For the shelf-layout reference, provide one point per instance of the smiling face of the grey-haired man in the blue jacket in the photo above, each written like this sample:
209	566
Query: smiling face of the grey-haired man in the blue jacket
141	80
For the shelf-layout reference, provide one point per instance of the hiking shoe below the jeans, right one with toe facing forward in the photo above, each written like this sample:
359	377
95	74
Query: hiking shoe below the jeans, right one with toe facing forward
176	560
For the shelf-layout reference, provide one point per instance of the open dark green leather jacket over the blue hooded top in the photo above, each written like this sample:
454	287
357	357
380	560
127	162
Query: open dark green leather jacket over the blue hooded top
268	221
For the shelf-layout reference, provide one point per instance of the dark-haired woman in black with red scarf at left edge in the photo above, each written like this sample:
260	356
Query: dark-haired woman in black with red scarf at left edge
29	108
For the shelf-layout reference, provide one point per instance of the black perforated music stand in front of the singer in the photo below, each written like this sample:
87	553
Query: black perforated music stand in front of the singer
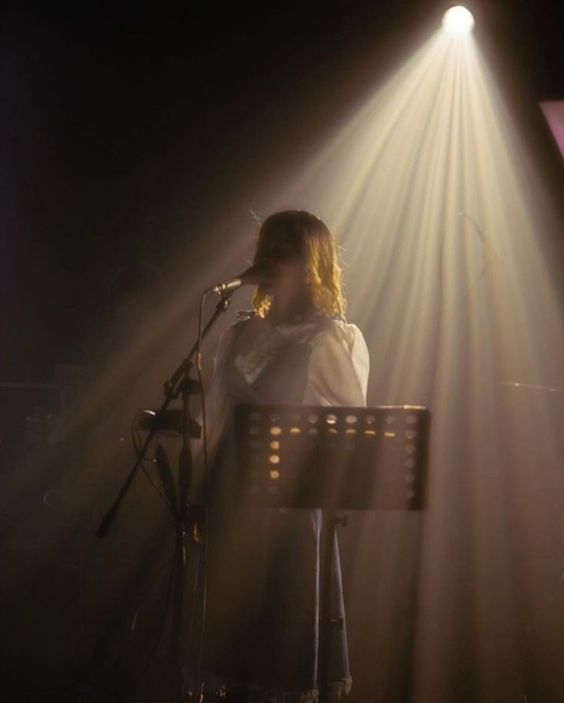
331	458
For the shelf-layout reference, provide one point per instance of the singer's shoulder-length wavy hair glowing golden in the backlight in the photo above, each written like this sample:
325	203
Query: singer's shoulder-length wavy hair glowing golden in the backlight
299	233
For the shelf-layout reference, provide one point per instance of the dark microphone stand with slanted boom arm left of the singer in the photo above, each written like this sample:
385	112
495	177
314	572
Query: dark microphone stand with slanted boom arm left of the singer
179	384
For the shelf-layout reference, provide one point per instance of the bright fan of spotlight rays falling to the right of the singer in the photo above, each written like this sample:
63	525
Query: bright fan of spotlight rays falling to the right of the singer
449	236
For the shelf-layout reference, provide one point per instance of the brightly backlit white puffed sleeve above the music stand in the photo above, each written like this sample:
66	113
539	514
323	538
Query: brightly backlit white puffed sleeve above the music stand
338	367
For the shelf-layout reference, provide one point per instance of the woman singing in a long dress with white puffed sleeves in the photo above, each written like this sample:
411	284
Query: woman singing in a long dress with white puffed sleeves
263	566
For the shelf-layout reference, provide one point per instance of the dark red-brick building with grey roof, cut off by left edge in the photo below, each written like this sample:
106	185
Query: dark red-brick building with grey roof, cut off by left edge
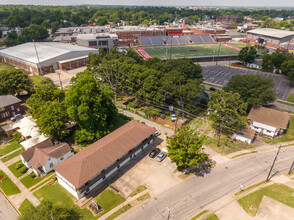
9	107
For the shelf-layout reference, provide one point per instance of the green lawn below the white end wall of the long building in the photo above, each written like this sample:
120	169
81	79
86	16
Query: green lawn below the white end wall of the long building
58	195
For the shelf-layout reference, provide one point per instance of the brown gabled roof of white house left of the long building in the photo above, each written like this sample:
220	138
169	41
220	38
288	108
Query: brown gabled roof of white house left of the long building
39	154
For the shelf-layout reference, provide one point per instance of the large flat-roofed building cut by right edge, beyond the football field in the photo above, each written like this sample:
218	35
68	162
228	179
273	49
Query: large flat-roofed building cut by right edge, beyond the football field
269	37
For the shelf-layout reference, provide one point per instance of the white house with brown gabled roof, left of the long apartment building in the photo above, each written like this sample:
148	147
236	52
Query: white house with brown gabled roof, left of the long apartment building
45	155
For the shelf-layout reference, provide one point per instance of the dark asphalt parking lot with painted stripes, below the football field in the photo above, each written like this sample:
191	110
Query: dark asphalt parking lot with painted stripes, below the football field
220	75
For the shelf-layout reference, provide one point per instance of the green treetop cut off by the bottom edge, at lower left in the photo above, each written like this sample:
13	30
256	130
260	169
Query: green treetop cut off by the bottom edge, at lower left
47	210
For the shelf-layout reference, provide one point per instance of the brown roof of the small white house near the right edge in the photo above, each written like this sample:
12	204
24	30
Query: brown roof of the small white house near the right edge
268	116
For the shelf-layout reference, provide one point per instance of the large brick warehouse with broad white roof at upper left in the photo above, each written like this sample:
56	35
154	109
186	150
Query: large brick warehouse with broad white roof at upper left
46	56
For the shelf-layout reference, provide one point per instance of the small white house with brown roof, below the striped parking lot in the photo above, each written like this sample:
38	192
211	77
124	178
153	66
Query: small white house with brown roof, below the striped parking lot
268	121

..............................

**Goal of the exercise:**
May I have exactly the lines from the one containing "Query: large brick" through the last line of the data, both included?

**Written answer:**
Query: large brick warehouse with broad white roof at upper left
46	56
For the shelf-layout reference, provide one point per instance of the small white house with brown roof, below the striped parking lot in the photo above, each written like this sample:
38	192
211	77
124	178
153	66
Query: small white house with brown roof, below the striped parking lot
268	121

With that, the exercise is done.